WHAT TO PRODUCE> Please reproduce the listing below with every "photo" replaced by "image" and nothing else altered, leaving out the pictures.

**** PROVIDED RECORDS

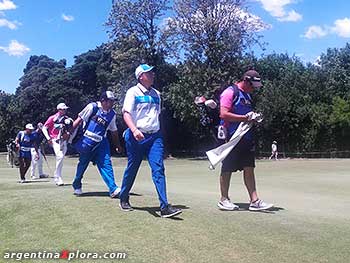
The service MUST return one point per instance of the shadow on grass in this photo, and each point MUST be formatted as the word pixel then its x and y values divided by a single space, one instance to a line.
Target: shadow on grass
pixel 245 207
pixel 155 211
pixel 86 194
pixel 34 181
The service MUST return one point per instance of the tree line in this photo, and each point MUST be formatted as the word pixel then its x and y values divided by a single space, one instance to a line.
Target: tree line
pixel 204 45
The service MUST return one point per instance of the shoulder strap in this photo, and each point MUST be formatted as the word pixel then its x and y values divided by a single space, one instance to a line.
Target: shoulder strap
pixel 235 93
pixel 21 136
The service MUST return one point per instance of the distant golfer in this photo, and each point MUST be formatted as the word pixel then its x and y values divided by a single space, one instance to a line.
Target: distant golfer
pixel 141 109
pixel 25 141
pixel 93 146
pixel 274 152
pixel 38 163
pixel 242 157
pixel 53 132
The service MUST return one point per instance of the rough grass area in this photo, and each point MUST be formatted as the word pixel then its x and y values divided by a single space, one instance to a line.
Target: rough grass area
pixel 310 221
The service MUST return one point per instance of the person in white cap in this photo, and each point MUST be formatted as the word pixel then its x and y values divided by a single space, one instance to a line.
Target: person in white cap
pixel 52 131
pixel 92 144
pixel 25 141
pixel 235 109
pixel 141 109
pixel 39 137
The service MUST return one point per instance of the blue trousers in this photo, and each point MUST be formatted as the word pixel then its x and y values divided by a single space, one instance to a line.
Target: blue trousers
pixel 151 147
pixel 101 156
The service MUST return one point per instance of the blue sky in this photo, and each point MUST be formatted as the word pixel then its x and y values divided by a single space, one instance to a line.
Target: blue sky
pixel 65 28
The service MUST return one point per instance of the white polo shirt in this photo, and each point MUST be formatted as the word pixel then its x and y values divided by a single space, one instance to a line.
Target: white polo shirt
pixel 144 107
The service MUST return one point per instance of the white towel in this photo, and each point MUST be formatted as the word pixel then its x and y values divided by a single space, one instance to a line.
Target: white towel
pixel 218 154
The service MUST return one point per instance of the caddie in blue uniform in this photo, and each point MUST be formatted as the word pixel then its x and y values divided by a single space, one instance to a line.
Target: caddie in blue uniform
pixel 93 146
pixel 25 141
pixel 141 109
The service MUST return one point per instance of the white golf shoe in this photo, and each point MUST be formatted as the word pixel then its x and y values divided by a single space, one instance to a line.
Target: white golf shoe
pixel 227 205
pixel 78 191
pixel 59 181
pixel 259 205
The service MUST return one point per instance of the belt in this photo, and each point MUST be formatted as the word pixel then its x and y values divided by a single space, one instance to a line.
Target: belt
pixel 149 132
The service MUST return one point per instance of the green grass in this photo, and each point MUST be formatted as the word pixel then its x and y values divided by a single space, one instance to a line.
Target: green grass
pixel 309 224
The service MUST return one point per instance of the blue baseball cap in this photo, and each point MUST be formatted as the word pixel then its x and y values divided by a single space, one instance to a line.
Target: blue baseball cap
pixel 142 69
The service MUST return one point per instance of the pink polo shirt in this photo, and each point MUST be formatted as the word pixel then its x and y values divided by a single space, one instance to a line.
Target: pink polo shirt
pixel 49 124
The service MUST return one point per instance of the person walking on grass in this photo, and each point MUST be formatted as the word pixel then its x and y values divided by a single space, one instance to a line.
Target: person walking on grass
pixel 52 130
pixel 274 152
pixel 233 111
pixel 93 146
pixel 38 163
pixel 141 109
pixel 25 141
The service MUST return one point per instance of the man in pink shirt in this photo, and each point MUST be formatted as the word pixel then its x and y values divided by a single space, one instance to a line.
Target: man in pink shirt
pixel 53 132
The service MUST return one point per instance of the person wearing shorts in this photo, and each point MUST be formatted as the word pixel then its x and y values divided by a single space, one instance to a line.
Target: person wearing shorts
pixel 233 111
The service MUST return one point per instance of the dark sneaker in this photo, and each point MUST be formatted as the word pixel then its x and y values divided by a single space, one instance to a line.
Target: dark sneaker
pixel 170 211
pixel 125 206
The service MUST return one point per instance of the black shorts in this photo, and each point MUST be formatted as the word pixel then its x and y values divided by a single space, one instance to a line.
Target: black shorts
pixel 243 155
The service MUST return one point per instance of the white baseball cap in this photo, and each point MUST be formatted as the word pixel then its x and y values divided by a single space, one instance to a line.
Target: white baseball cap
pixel 62 106
pixel 107 95
pixel 142 69
pixel 29 126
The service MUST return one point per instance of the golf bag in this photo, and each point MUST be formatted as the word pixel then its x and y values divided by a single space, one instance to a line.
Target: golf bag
pixel 64 124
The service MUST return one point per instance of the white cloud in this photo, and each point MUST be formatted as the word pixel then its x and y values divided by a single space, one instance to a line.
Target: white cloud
pixel 67 18
pixel 342 27
pixel 15 49
pixel 277 8
pixel 10 24
pixel 7 5
pixel 292 16
pixel 315 32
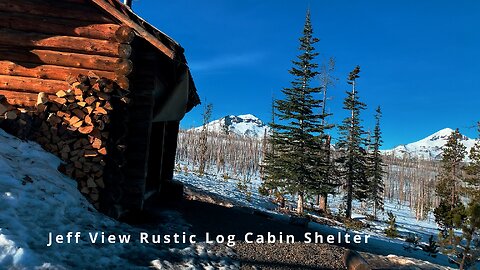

********

RESULT OF THE EXERCISE>
The service MUST return one point per instance of the shadow on grass in this image, and each point MUST be formatted as the word pixel then its x and y values divided by a single space, one instance to a line.
Target: shadow on grass
pixel 245 207
pixel 155 211
pixel 86 194
pixel 34 181
The service MUST return one point per instance of the tree line in this image, and each point MUST be formatted as the word pixel then its x and y values divided by a single space, one instance to a line.
Target: tree line
pixel 204 45
The service MUST return one point per instance of the shoulder strap in this image, and each point MUST be formatted as the word pixel then its x and y values divided by a single space, one instance to a line.
Target: shoulder strap
pixel 235 93
pixel 21 136
The service MUST return one point per instance of the distant golfer in this image, and each point MUST be formatted as the word pixel then its x and y values divided by a single space, one instance to a line.
Target: distant golfer
pixel 141 109
pixel 25 141
pixel 93 146
pixel 274 152
pixel 38 163
pixel 242 157
pixel 53 132
The service MUST return one point per instance of the rough grass area in this image, and each point MUST be formatted as the word pixel then its x and y values divided by a single space, one instance to a line.
Target: rough grass area
pixel 310 221
The service MUST return one point per instance of the person in white cap in this image, and each point MUST be formatted as the word pixel then its x and y values divided by a single space, one instance to a line.
Target: person in white cap
pixel 52 131
pixel 92 144
pixel 25 141
pixel 235 109
pixel 141 109
pixel 39 137
The service MUST return one point per instance of the blue trousers in this image, and each point MUST be formatted as the word pixel then its x and y values divided by a single space, one instance to a line.
Target: blue trousers
pixel 151 147
pixel 101 156
The service MUST return one point per instance of the blue sky in this image, and each point MUST be formatted as the word pixel then its x and y values divided by a single space, one instance to a line.
Target: blue sky
pixel 65 28
The service MUST return one point per instance of the white polo shirt in this image, and each point MUST be formatted as the word pixel then its x and y values divided by a single space, one instance to a line.
Target: white polo shirt
pixel 144 107
The service MUST return one point per instance of the white towel in this image, and each point MUST be formatted as the word pixel then its x and y values divided by a single space, one instance to a line.
Target: white towel
pixel 218 154
The service MUST return one point per instance of the caddie in blue uniform in this image, and each point MUST be formatted as the word pixel then its x and y values divided by a single space, one instance to a line.
Target: caddie in blue uniform
pixel 93 146
pixel 25 141
pixel 141 109
The service MUST return one point per instance of the white golf shoe in this image, and each point MUST be formatted as the word pixel then its x and y values divided by a single space, one instance to a line.
Target: white golf shoe
pixel 227 205
pixel 78 191
pixel 59 181
pixel 259 205
The service MUST return one point per instance of the belt in this image, and each point MUST be formatted as the word pixel then its x and y values divided by a single space, one instance to a line.
Target: belt
pixel 149 132
The service MUST return one point per instance of the green grass in this image, and each point MUST be formatted as the word pixel then its x and y values divided by a single space, one instance to a line.
Target: green grass
pixel 309 224
The service MUST return one point per instance of the blue baseball cap in this image, and each point MUST be formatted as the word pixel then its x and y values divided by a single space, one instance to a line.
Target: blue baseball cap
pixel 142 69
The service MUST return one point per instance of the pink polo shirt in this image, and each point MUST be formatted as the word pixel then its x and y values divided by a single space, one instance to a line.
Target: pink polo shirt
pixel 49 124
The service MUST return one point per instance of the person walking on grass in this image, and each point MUST be formatted as the word pixel then its x and y values divided by a single space, one instance to a line.
Target: person walking on grass
pixel 52 130
pixel 274 152
pixel 233 111
pixel 93 146
pixel 38 163
pixel 141 109
pixel 25 141
The service MUST return one point per instance of the man in pink shirt in this image, and each point MUST be formatted as the word pixel then its x and y values divided by a single space, one instance to a line.
Target: man in pink shirt
pixel 53 132
The service MUST return one point per instance of the person wearing shorts in this image, and each point MUST be formatted as the word pixel then its x and y values divided by a single space, one instance to a line.
Target: person wearing shorts
pixel 233 111
The service MUST return one point per instance of the dark sneaker in this image, and each point MUST be formatted as the word pixel then its x and y values divided by a single space, one instance to a line.
Target: dark sneaker
pixel 170 211
pixel 125 206
The service MUST return one point per instance of the black shorts in this image, and each point MUST be formatted as the word pixel then its x and y values divided by a single space, one instance to a line.
Target: black shorts
pixel 243 155
The service MUST return one point per instance of the white baseball cap in this image, and each point MUST be formatted as the word pixel then its x and y values divided by a single space, one instance to a line.
Target: white baseball cap
pixel 62 106
pixel 107 95
pixel 142 69
pixel 29 126
The service MUST return one point per instance of the golf bag in this image, and each point MUST be formatted as the word pixel then its x and y values divided by a single space, one instance to a line.
Target: golf bag
pixel 64 124
The service MUST return one point per instance of the white cloud in this image, and each point MUST be formatted as the word pixel then its x and y values divided by a single space, one instance to a line.
Target: white cloud
pixel 67 18
pixel 342 27
pixel 15 49
pixel 277 8
pixel 10 24
pixel 7 5
pixel 292 16
pixel 315 32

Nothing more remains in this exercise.